Goal:
Extract each line below that contains the word "woman", and copy every such line in full.

[Mask labeling examples]
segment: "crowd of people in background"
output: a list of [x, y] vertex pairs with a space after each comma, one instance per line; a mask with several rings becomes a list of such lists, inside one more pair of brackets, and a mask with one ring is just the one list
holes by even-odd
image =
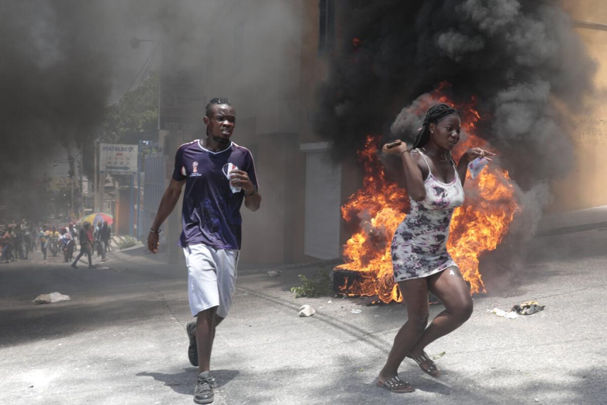
[[56, 257], [61, 254], [66, 263], [73, 260], [76, 246], [80, 243], [80, 252], [72, 267], [83, 255], [87, 255], [89, 267], [93, 267], [92, 254], [96, 250], [97, 256], [105, 261], [106, 254], [111, 250], [111, 230], [107, 222], [99, 221], [94, 229], [88, 222], [81, 224], [70, 223], [58, 227], [42, 225], [36, 226], [25, 220], [14, 224], [0, 226], [0, 263], [10, 263], [27, 260], [30, 252], [40, 248], [44, 259], [50, 255]]

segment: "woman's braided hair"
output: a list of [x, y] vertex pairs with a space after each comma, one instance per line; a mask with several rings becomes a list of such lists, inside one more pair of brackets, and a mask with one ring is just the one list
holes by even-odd
[[426, 113], [426, 118], [424, 118], [424, 124], [418, 131], [418, 136], [415, 138], [415, 141], [413, 142], [413, 146], [411, 149], [421, 148], [428, 143], [430, 140], [430, 123], [436, 124], [443, 117], [451, 114], [459, 115], [459, 112], [446, 104], [437, 104], [428, 109], [428, 112]]

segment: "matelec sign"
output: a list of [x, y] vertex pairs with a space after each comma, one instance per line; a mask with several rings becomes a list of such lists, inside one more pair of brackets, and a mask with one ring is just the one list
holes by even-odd
[[137, 172], [137, 145], [100, 143], [100, 170], [110, 174], [132, 174]]

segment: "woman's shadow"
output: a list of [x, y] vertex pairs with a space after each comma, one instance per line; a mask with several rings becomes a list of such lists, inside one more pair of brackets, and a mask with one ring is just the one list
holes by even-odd
[[[223, 387], [228, 383], [238, 376], [240, 372], [236, 370], [211, 370], [211, 373], [215, 378], [215, 387]], [[178, 393], [191, 395], [194, 392], [194, 387], [196, 384], [196, 376], [198, 370], [194, 367], [183, 369], [183, 371], [176, 374], [164, 374], [163, 373], [149, 373], [141, 372], [135, 375], [139, 376], [152, 377], [157, 381], [161, 381], [164, 385]]]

Exercise answer:
segment: "woman's braided hair"
segment: "woman's shadow"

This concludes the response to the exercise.